The stretch wanted below opens at the line containing "Where can you see the toilet tank lid?" and closes at the line containing "Where can you see the vanity". Please return it exactly, with no other lines.
#### Task data ####
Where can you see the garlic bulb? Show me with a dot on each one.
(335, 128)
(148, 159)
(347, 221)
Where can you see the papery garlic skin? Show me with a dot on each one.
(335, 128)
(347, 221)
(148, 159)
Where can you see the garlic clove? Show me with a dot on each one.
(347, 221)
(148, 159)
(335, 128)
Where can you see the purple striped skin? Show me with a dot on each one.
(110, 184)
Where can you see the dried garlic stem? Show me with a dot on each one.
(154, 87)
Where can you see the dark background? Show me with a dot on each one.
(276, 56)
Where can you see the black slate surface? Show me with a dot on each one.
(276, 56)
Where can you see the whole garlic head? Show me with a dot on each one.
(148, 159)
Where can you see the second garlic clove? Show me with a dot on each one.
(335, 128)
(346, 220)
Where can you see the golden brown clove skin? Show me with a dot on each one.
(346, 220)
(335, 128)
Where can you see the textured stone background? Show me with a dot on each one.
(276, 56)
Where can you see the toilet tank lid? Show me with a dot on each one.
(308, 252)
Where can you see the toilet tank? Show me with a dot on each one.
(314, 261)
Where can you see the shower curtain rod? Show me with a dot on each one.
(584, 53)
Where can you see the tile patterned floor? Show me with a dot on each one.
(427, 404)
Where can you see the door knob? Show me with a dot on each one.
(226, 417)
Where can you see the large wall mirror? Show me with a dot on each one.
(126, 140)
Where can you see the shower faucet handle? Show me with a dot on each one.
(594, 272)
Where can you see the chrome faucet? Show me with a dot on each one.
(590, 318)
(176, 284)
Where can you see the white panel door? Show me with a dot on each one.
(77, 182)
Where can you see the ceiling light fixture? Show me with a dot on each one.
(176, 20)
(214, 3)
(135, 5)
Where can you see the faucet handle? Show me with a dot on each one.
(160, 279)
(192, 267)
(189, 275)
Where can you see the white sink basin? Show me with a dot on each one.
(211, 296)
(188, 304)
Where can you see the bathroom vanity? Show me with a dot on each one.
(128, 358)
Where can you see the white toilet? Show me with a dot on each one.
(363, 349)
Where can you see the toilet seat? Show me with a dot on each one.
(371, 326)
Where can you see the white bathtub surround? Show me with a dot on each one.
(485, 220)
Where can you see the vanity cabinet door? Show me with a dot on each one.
####
#### Task data ####
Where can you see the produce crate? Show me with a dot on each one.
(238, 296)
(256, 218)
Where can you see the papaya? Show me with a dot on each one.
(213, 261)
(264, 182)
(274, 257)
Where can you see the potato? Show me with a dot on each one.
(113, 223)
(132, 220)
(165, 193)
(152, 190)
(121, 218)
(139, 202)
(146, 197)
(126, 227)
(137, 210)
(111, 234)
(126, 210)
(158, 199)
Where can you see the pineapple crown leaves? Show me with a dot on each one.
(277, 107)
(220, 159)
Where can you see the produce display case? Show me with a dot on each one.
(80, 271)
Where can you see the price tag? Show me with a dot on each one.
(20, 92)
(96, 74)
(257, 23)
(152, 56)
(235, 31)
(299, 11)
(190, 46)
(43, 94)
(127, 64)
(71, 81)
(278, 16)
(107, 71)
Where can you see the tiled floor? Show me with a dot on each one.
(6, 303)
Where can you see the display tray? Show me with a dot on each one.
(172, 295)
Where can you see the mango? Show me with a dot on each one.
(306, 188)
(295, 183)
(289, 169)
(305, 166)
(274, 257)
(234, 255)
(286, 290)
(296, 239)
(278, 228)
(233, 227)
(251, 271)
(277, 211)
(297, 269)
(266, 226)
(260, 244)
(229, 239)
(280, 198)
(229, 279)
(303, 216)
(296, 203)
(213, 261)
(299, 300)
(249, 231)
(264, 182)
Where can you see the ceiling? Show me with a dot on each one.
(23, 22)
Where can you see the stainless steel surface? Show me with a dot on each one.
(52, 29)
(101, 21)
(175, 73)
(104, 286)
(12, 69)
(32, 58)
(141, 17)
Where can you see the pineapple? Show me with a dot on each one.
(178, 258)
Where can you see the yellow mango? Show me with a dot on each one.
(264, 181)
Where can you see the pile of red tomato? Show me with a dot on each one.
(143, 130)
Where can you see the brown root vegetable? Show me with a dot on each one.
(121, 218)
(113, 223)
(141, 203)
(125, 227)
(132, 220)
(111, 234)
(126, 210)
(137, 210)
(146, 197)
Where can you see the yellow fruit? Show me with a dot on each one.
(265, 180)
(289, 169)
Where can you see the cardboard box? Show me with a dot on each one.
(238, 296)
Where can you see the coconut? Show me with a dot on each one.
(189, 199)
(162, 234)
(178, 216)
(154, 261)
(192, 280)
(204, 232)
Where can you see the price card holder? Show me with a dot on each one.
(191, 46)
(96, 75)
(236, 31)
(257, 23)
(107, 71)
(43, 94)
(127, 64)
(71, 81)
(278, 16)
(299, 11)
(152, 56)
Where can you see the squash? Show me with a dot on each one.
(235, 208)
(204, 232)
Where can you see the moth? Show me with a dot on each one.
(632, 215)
####
### [Result]
Where can you see the toilet tank lid? Show me with a dot on each one.
(308, 252)
Where can you see the toilet tank? Show me with a dot on each one.
(314, 261)
Where can you see the shower curtain rod? Show me with a dot on each one.
(584, 53)
Where can you see the tile patterned floor? Show me with a dot on each one.
(427, 404)
Where can you see the door knob? Show me with a dot on each one.
(226, 417)
Where can you see the large wall mirror? Show me with a dot on each one.
(126, 140)
Where can you see the shower faucet handle? Show me with a dot on each one.
(594, 272)
Where can you see the chrome faucet? Show me with a dot on each one.
(590, 318)
(176, 284)
Where can you see the white panel door? Show me with a dot on each one.
(77, 182)
Where can you see the ceiling light fixture? Show me with a dot on each one.
(176, 20)
(214, 3)
(135, 5)
Where can you see the faucet handle? Show me with a dot on each one.
(160, 279)
(192, 267)
(189, 275)
Where can you see the white sink basin? Show me with a dot on each one.
(211, 296)
(188, 304)
Where can you see the bathroom vanity? Show me with a dot on each one.
(128, 358)
Where can you see the white toilet? Show me with a dot on each one.
(363, 349)
Where can you see the toilet seat? Show me with a dot on each one.
(371, 326)
Where can you see the white bathtub surround? Show me with a dot on each one.
(485, 220)
Where can you see the vanity cabinet door? Show me with a dot on each one.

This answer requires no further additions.